== GOAL ==
Present the lines below as a Markdown table with the columns Row and Line, numbering each row and leaving out blank lines.

== DATA SHOWN ==
====

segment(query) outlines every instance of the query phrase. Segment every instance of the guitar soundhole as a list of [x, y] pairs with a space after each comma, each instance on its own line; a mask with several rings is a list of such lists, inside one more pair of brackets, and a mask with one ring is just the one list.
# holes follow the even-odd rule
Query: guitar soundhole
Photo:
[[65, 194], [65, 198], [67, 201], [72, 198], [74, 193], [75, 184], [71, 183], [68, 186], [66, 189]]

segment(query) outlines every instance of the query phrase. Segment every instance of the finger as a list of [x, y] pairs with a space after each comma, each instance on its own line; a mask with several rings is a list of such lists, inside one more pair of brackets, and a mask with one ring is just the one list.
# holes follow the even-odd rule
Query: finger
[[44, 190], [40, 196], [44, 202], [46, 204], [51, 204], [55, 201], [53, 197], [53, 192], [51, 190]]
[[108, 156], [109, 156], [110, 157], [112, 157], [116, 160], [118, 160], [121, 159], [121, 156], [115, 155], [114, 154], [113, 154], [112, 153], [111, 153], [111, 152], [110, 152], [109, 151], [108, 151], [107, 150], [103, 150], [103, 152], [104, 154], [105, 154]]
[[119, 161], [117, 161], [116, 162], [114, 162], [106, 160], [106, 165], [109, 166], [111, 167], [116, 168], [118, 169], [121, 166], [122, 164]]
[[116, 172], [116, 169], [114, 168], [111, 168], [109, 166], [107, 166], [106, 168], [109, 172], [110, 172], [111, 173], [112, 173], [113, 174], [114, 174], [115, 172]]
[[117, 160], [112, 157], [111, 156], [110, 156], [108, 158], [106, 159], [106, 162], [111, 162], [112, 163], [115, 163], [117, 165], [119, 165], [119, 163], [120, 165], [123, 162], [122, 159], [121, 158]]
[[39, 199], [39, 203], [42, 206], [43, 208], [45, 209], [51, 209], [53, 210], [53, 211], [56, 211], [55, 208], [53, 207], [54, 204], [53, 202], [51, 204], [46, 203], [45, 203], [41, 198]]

====

== RESPONSE TO THE TASK ==
| Row | Line |
|---|---|
| 1 | segment(query) outlines every instance of the query phrase. Segment every instance of the guitar soundhole as a list of [x, y] pairs with a space after each comma, each instance on its own line; a mask with several rings is a list of such lists, inside one more pair of brackets, and a mask with one ring is just the one list. |
| 2 | # holes follow the even-odd rule |
| 3 | Query: guitar soundhole |
| 4 | Photo: |
| 5 | [[65, 194], [65, 198], [67, 201], [72, 198], [74, 193], [75, 184], [71, 183], [68, 186], [66, 189]] |
| 6 | segment(query) outlines every instance of the query phrase. Segment every instance of the finger as a list of [x, y] pairs with a space after each comma, each instance on its own line; a mask with several rings is a list of such lists, inside one more pair of brackets, and a mask with one ring is just the one list. |
| 7 | # holes follow the even-odd rule |
| 8 | Query: finger |
| 9 | [[44, 190], [40, 196], [44, 202], [46, 204], [51, 204], [55, 201], [53, 197], [53, 192], [51, 190]] |
| 10 | [[108, 156], [109, 156], [110, 157], [112, 157], [116, 160], [118, 160], [121, 159], [121, 156], [115, 155], [114, 154], [113, 154], [112, 153], [111, 153], [111, 152], [110, 152], [109, 151], [108, 151], [107, 150], [103, 150], [103, 152], [104, 154], [105, 154]] |
| 11 | [[119, 161], [117, 161], [116, 162], [114, 162], [106, 160], [106, 165], [109, 166], [111, 167], [116, 168], [118, 169], [121, 166], [122, 164]] |
| 12 | [[116, 172], [116, 169], [114, 168], [111, 168], [109, 166], [107, 166], [106, 168], [109, 172], [110, 172], [111, 173], [112, 173], [113, 174], [114, 174], [115, 172]] |
| 13 | [[117, 160], [112, 157], [111, 156], [110, 156], [108, 158], [106, 159], [106, 162], [111, 162], [112, 163], [115, 163], [117, 165], [119, 165], [119, 163], [120, 165], [123, 162], [122, 159], [121, 158]] |
| 14 | [[39, 199], [39, 203], [42, 206], [43, 208], [45, 209], [51, 209], [53, 210], [53, 211], [56, 211], [55, 208], [53, 207], [54, 204], [53, 202], [51, 204], [46, 203], [45, 203], [41, 198]] |